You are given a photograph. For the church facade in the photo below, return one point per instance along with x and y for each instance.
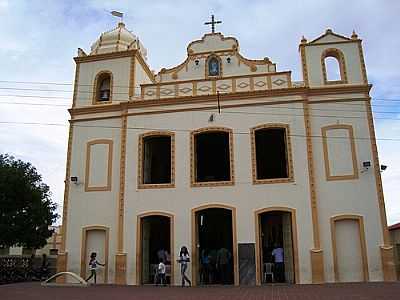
(224, 152)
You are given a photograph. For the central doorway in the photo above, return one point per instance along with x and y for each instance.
(276, 239)
(154, 241)
(214, 247)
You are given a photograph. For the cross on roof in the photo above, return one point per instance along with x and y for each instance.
(212, 23)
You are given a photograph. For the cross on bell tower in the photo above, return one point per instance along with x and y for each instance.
(212, 23)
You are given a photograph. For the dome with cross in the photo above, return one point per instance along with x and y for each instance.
(117, 39)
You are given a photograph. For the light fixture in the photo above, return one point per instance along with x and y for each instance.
(366, 166)
(74, 179)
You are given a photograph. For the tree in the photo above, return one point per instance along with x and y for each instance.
(26, 209)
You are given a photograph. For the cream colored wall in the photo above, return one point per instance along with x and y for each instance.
(211, 43)
(98, 168)
(120, 69)
(339, 152)
(95, 207)
(243, 195)
(348, 249)
(351, 57)
(141, 77)
(356, 196)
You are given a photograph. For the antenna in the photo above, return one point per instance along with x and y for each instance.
(117, 14)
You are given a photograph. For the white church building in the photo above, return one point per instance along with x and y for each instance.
(224, 151)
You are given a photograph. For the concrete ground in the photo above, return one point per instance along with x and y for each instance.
(364, 291)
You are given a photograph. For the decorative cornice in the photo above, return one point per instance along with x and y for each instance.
(302, 91)
(104, 56)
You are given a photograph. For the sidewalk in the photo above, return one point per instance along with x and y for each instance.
(364, 291)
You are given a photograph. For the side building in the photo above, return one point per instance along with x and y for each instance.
(224, 152)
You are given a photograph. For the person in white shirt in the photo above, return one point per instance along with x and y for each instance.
(161, 273)
(93, 266)
(183, 260)
(277, 253)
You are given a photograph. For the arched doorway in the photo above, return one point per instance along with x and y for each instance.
(95, 239)
(276, 228)
(214, 241)
(154, 241)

→ To do
Retype all of the items above word for word, and leave the picture out of your copy.

→ Output
You are given a photograph. For the church facade in the photo below, return one point per instance along with x and y for each instance.
(224, 152)
You are given a photograph. For the central doorway in the photo above, return one point per instance along with x and y for each instance.
(276, 239)
(154, 241)
(214, 247)
You are given a photograph. For the cross on roof in the photo above, return one point per instance along with x and y for each instance.
(212, 23)
You are given a photograph. For the cross on bell tower in the photo above, return one point per instance along with x and y for each instance.
(212, 23)
You are given a photograph. For the dome with cross in the photo above, return one point per instance along with x and y for each instance.
(117, 39)
You are given a photograph. For the light fixture in the photo above, return one point per instance along with x and y for each instance.
(366, 166)
(74, 179)
You are given a photograph. For the tree in the photo above, return one point per instance along with x and y for each instance.
(26, 209)
You are given a photograph. For the cream colored wall in the photo above, return one point per instance along with x and y for each instance.
(211, 43)
(98, 168)
(120, 69)
(339, 152)
(95, 207)
(243, 195)
(348, 249)
(351, 57)
(141, 77)
(356, 196)
You are given a photograph. For the antenna in the photo above, return one point per instance along with x and y for each instance.
(117, 14)
You are given a photograph. For the white church building in the photo above, return one point per instance along with x and y for each instance.
(224, 151)
You are given a photograph. For the concrete ground in the photo above, return one point per instance along with x and y for each instance.
(364, 291)
You are given a photograph. For the decorative cornice in the photo above, return one point per instance along with x and y for each instance.
(302, 91)
(104, 56)
You are given a photograph. For the sidewalk in the photo above, return one point per instance along with x and y for each instance.
(364, 291)
You are given a photograph. For the side building in the photo above, return one point per instance along with x and y for each instance.
(224, 152)
You are given a photograph. For the person in white shirt in the photo above, return one point per instance along with x and y for each instance.
(161, 273)
(93, 266)
(183, 260)
(277, 253)
You are given a photograph. For the arched doorway in the photo above, return one point per instance along with x and y for each instance.
(95, 239)
(276, 228)
(214, 241)
(154, 241)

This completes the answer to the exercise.